** WRITTEN TASK 1 **
Return the part of the bankruptcy court opinion from "DocketNumber: 19-10481" to "on the merits.", copied word for word.
** WRITTEN TASK 2 **
According to the bankruptcy court opinion, on what date did Penn Screw file its Chapter 11 petition?

DocketNumber: 19-10481
Citation Numbers: 48 B.R. 138, 1985 Bankr. LEXIS 6446
Judges: King
Filed Date: 3/26/1985
Status: Precedential
Modified Date: 11/2/2024
United States Bankruptcy Court, E.D. Pennsylvania.
*139 Edward J. DiDonato, Philadelphia, Pa., J. Michael Ruttle, Newtown, Pa., for plaintiff/debtor.
Mark Clemm, Norristown, Pa., for Fastener Brokerage, Inc.
WILLIAM A. KING, Jr., Bankruptcy Judge.
A motion to open a default judgment has been filed in the above-captioned adversary proceeding. For the reasons stated herein, we will open the judgment and direct the Clerk of the United States Bankruptcy Court for the Eastern District of Pennsylvania to schedule a trial on the merits.
The movant is Fastener Brokerage, Inc. ("Fastener"), a Pennsylvania corporation.[1] The respondent is Penn Screw & Machine Works, Inc. ("Penn Screw"), a Pennsylvania corporation, which manufactures custom-made metallic loading pins and other parts. Penn Screw filed a petition under Chapter 11 of the Bankruptcy Code on November 25, 1983. On August 6, 1984, Penn Screw filed an adversary complaint against Fastener seeking payment of monies allegedly due and owing from the purchase of pins. Because Fastener failed to file an answer or otherwise respond to the complaint, the Clerk of the United States Bankruptcy Court entered a default judgment in favor of Penn Screw on October 11, 1984 in the amount of $2,357.23, pursuant to Fed. R.Civ.P. 55(b)(1) and Bankruptcy Rule 7055.[2]
Fastener filed a motion to open the default judgment pursuant to Bankruptcy Rule 9024 and Fed.R.Civ.P. 60(b) on October 30, 1984. A hearing was held on December 17, 1984, at which time we held the matter under advisement.
Bankruptcy Rule 9024 incorporates Fed. R.Civ.P. 60(b) as the standard for setting aside a default judgment. Rule 60(b) provides:
(b) Mistakes; Inadvertence; Excusable Neglect; Newly Discovered Evidence; Fraud, etc. On motion and upon such terms as are just, the court may relieve a party or his legal representative from a final judgment, order, or proceeding for the following reasons: (1) mistake, inadvertence, surprise, or excusable neglect. . . .

** DATA EXTRACT **
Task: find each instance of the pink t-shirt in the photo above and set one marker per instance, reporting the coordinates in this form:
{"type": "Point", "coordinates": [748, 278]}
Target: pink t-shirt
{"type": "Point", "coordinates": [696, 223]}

** FINISHED ANSWER 1 **
DocketNumber: 19-10481
Citation Numbers: 48 B.R. 138, 1985 Bankr. LEXIS 6446
Judges: King
Filed Date: 3/26/1985
Status: Precedential
Modified Date: 11/2/2024
United States Bankruptcy Court, E.D. Pennsylvania.
*139 Edward J. DiDonato, Philadelphia, Pa., J. Michael Ruttle, Newtown, Pa., for plaintiff/debtor.
Mark Clemm, Norristown, Pa., for Fastener Brokerage, Inc.
WILLIAM A. KING, Jr., Bankruptcy Judge.
A motion to open a default judgment has been filed in the above-captioned adversary proceeding. For the reasons stated herein, we will open the judgment and direct the Clerk of the United States Bankruptcy Court for the Eastern District of Pennsylvania to schedule a trial on the merits.

** FINISHED ANSWER 2 **
November 25, 1983.